**DOCUMENT TEXT:**
= List of Jupiter's Legacy story arcs =

This is a chronological list, by publication date, of story arcs in writer Mark Millar's American superhero comic book series Jupiter's Legacy, and its spinoff miniseries, Jupiter's Circle. The first, five-issue volume of Jupiter's Legacy premiered in April 2013, and was published monthly by Image Comics, albeit with some delays. The first, six-issue volume of the spinoff Jupiter's Circle was published in April 2015, and the first issue of that spinoff's second volume was published in November 2015.

==Jupiter's Legacy==
===Volume 1===

| Issue # | Release date | Variant cover artists |
| 1 | April 24, 2013 | Frank Quitely (sketch cover), J. Scott Campbell (Midtown Comics exclusive), Christian Ward, Bryan Hitch, Dave Johnson, Phil Noto, Mike Allred (second printing) |
In 1932, Sheldon Sampson, a patriotic American who lost everything in the Wall Street Crash of 1929, is driven to charter a boat to a mysterious island west of Cape Verde that appeared to him in a dream. Believing that the island holds gifts that will mean salvation for a country needing heroes, he journeys there with five other people, including his brother Walter, his fiancée, Grace, and some old friends from college. What they find there turns them into the first six original superheroes, and the originators of a dynasty of superheroes that tries to use their superhuman abilities to help others. Decades later in 2013, conflict develops between Walter, who believes that they should take a more direct approach to end the Great Recession and tell President Barack Obama what he should be doing in his second term, and Sheldon, who is adamant that superheroes' moral responsibility is to obey the country's elected leaders. Sheldon and Grace, who are now married, are also troubled by their children Brandon and Chloe, who have inherited powers of their own, but instead of following in their parents' footsteps as heroes, lead lives of celebrity endorsement deals, superhero groupies and drugs, which leads to an overdose on Chloe's part.
| 2 | June 26, 2013 | Bryan Hitch, Jock, Amy Reeder (Midtown Comics Exclusive) |
After a botched attempt by a drunken Brandon to use his powers to help others nearly ends in catastrophe, Sheldon intervenes and excoriates his son for his irresponsibility, dismissing the humiliated Brandon as a shallow celebrity. Meanwhile, Chloe survives her overdose but learns that she is pregnant and tells her drug trafficker boyfriend Hutch, who is both the child's father and the son of the world's greatest supervillain, that she will move back into her parents' Encino, Los Angeles home for a few months on the advice of her addiction counselor. After Sheldon forbids Walter from presenting his economic ideas to the President's cabinet, Walter approaches Brandon and convinces him to help him depose Sheldon as the leader of the superheroes.
| 3 | August 28, 2013 | Bryan Hitch, Sean Phillips |
Sheldon orders Hutch to stay away from Chloe, informing him that he and Grace will not allow a drug trafficker to raise their grandchild. When Hutch offers to end his criminal life and pursue a legitimate one, a skeptical Sheldon says he once made the mistake of trusting Hutch's father, which ended in disaster. Walter and Brandon lead the other superheroes in an attack upon Sheldon and Grace, murdering them and prompting Chloe and Hutch to become fugitives.

**TASK STATEMENT:** In the story arc list, what is the Spanish translation of "Sheldon orders Hutch to stay away from Chloe, informing him that he and Grace will not allow a drug trafficker to raise their grandchild."? Rely only on the story arc list when answering.

**EXERCISE DATA:**
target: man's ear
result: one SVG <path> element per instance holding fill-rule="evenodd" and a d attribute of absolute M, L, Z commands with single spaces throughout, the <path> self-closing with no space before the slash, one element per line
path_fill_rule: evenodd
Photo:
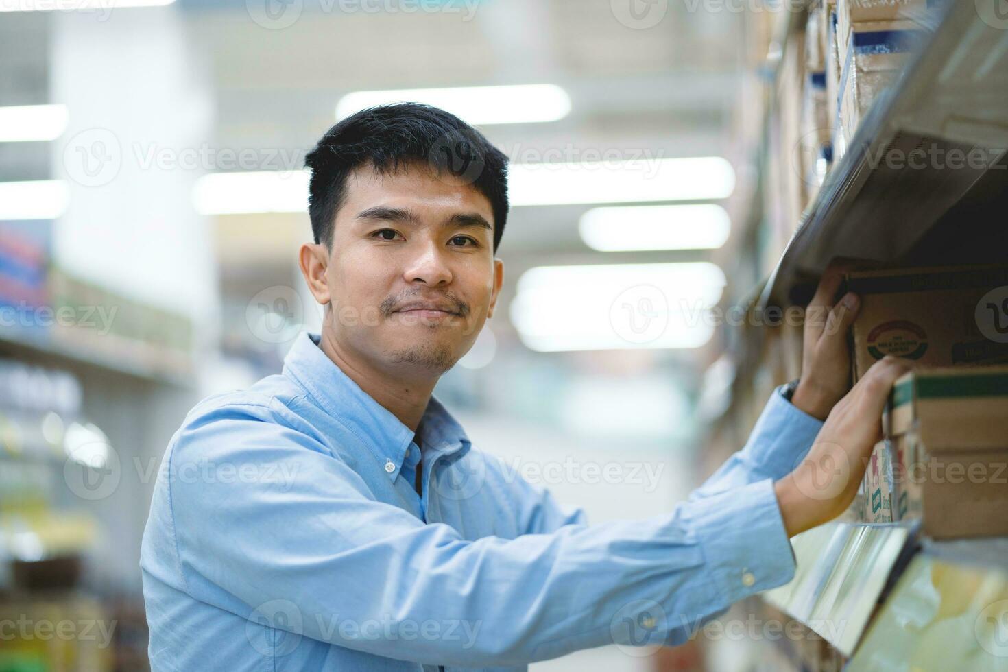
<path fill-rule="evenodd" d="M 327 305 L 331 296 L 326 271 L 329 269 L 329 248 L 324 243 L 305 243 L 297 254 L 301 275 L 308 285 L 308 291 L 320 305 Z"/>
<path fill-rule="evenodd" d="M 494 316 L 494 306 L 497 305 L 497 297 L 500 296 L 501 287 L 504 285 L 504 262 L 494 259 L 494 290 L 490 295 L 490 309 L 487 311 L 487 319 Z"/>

---

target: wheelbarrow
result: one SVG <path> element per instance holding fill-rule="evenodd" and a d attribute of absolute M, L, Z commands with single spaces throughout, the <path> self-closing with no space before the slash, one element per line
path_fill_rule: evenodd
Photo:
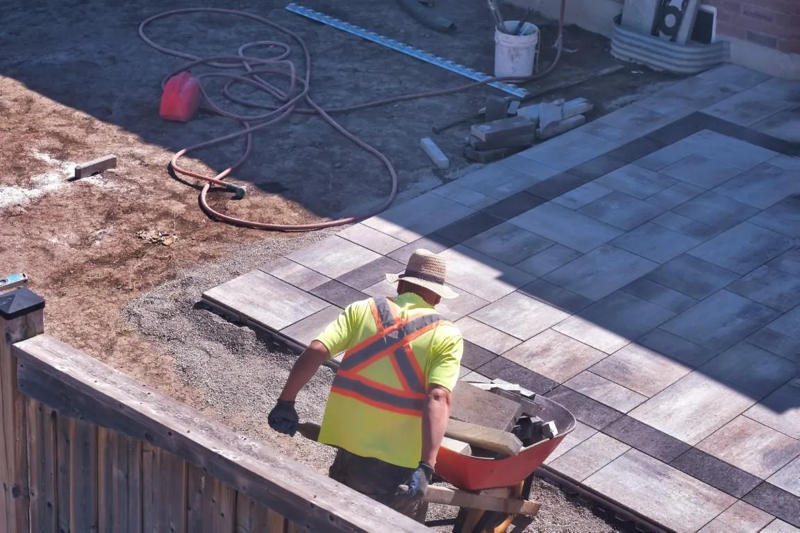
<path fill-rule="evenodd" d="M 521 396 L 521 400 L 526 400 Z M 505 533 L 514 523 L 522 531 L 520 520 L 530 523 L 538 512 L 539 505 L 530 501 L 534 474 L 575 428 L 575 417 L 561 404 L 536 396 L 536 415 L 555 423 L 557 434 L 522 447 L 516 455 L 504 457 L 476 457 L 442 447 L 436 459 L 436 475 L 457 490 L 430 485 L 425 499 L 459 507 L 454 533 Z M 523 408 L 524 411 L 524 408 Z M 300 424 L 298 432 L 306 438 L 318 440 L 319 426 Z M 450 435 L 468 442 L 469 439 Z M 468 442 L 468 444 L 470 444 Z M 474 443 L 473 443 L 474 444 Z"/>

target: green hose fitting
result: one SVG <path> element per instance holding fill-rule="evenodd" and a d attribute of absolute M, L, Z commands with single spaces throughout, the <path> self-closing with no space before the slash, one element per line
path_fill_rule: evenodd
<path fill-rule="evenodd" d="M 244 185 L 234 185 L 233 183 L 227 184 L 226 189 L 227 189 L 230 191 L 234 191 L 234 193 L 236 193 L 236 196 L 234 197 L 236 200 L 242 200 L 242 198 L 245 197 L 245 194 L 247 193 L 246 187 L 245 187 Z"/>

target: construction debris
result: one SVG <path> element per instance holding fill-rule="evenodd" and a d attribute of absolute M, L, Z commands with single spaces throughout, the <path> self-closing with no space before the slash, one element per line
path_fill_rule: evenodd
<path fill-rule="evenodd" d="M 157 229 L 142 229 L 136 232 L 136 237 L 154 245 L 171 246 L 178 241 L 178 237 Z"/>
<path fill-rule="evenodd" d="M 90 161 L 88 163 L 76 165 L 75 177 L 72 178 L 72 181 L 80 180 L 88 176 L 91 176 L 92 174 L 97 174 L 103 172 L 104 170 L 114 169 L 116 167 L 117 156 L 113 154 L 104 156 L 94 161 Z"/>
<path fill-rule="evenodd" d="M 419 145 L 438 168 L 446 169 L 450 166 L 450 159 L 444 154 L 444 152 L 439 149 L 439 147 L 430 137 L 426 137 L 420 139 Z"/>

==

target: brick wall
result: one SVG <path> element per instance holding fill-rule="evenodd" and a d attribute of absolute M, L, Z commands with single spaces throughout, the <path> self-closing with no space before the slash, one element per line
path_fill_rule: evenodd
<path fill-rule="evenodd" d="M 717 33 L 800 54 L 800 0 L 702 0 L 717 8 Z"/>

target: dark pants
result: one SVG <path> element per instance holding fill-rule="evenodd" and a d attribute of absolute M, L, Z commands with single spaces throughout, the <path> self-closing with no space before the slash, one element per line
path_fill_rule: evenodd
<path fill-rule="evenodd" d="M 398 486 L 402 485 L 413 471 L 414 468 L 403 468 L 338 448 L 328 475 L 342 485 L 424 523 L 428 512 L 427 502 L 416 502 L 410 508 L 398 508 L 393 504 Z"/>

**RESPONSE TO THIS TASK:** Sheldon le ordena a Hutch que se mantenga alejado de Chloe y le informa que él y Grace no permitirán que un traficante de drogas críe a su nieto.